**EXERCISE**: Without including any images, please transcribe all the lines below exactly.

[[ DATASET RECORDS open ]]

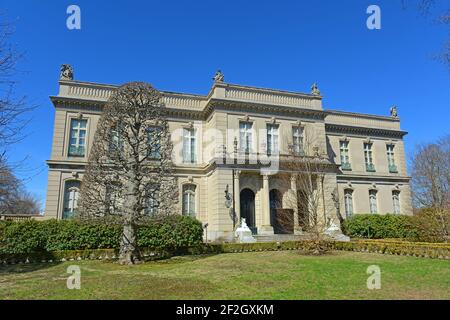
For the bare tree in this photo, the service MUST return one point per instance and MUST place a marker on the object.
(9, 188)
(431, 184)
(431, 174)
(12, 124)
(13, 198)
(308, 195)
(12, 108)
(130, 173)
(429, 8)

[[ DATASET RECORDS closed ]]

**SOLUTION FOR THIS PROBLEM**:
For the bare tree in this photo, the service MUST return one point per instance and MUST place a marker on the object.
(9, 188)
(431, 184)
(431, 174)
(12, 124)
(13, 198)
(308, 195)
(12, 108)
(130, 173)
(429, 8)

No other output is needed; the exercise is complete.